PROVIDED MATERIAL =>

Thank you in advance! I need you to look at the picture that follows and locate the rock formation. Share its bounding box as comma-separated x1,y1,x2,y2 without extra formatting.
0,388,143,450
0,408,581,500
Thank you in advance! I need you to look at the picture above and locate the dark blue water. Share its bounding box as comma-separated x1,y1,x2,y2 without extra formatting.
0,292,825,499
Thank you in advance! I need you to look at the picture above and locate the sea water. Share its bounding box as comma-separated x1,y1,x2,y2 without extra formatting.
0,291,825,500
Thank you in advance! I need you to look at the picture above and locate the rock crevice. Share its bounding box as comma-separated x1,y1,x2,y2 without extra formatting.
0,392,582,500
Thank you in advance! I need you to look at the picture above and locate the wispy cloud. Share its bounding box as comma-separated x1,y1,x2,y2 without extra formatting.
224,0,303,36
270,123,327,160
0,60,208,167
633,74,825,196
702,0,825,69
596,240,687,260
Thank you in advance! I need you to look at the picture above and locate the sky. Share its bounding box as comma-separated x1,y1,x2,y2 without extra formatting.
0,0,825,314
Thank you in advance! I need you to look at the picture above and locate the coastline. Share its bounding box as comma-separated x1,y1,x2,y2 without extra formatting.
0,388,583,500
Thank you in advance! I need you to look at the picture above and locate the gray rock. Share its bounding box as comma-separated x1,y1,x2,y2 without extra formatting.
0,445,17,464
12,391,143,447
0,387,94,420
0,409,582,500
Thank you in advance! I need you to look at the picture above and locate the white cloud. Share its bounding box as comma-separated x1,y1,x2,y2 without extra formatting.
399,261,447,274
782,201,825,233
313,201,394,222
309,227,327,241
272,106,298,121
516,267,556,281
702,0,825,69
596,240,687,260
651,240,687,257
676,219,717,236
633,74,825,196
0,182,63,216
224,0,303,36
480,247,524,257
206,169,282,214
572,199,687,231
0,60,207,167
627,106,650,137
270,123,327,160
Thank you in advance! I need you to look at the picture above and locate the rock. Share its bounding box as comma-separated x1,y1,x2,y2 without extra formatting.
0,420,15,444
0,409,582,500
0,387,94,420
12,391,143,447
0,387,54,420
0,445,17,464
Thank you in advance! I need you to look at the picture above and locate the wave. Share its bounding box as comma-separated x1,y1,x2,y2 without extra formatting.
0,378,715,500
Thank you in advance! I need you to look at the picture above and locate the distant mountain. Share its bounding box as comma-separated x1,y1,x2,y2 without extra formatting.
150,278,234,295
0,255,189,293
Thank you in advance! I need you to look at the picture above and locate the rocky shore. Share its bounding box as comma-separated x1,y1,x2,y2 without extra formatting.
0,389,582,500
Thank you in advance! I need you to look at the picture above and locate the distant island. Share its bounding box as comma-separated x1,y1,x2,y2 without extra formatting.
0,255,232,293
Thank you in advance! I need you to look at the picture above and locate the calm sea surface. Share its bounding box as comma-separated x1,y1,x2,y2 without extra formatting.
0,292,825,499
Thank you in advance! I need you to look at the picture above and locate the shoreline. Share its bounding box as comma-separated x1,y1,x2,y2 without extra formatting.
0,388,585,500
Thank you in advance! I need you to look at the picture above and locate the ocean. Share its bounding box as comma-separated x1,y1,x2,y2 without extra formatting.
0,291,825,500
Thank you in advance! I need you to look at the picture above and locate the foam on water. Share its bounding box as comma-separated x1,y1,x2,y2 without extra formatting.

WRITTEN INSTRUCTION => Copy out the material word for word, from the line with "locate the gray" to the line with "0,388,585,500", including both of those lines.

THE RESPONSE =>
Thank you in advance! I need you to look at the picture above and locate the gray rock. Share its bounding box as comma-separated x1,y1,x2,y2 without extra formatting.
0,445,17,464
12,391,143,447
0,387,94,420
0,409,582,500
Thank you in advance! I need you to look at the picture above and locate the white cloud. Share its bounding box as comma-separated x1,y1,x2,y2 without extra formatting.
399,261,447,274
782,201,825,233
313,201,394,222
309,227,327,241
272,106,298,121
516,267,556,281
702,0,825,69
596,240,687,260
651,240,687,257
676,219,717,236
633,74,825,196
0,182,63,216
224,0,303,36
480,247,524,257
206,169,282,214
572,199,687,231
0,60,207,167
627,106,650,137
270,123,327,160
Thank you in advance! I need you to look at the picture above and locate the rock. Share its bounding box as comma-separated x1,y1,x2,y2 without extra formatting.
0,420,15,444
0,409,582,500
0,387,94,420
12,391,143,447
0,387,54,420
0,445,17,464
Thank you in advance! I need you to look at the picture above and locate the wave. Share its bounding box as comma-separated x1,y1,x2,y2 without extra formatting.
0,378,715,500
Thank you in advance! I need you to look at the picture above and locate the distant mountain. Share its bounding box as comma-separated x1,y1,x2,y2 without extra formatting.
150,278,234,295
0,255,189,293
Thank you in advance! I need you to look at the picture above and locate the rocky shore. Share its bounding box as comma-separated x1,y1,x2,y2 without extra formatting.
0,389,582,500
Thank you in advance! I need you to look at the picture above and locate the distant island. Share its bounding box as comma-separated x1,y1,x2,y2 without extra formatting.
0,255,232,293
Thank you in advance! I need you to look at the picture above and locate the calm sea surface. Share its bounding box as comma-separated x1,y1,x2,y2 without extra formatting.
0,292,825,499
Thank you in advance! I need you to look at the picture above and locate the shoreline. Share its bounding box as comma-separated x1,y1,x2,y2 without extra formatting.
0,388,585,500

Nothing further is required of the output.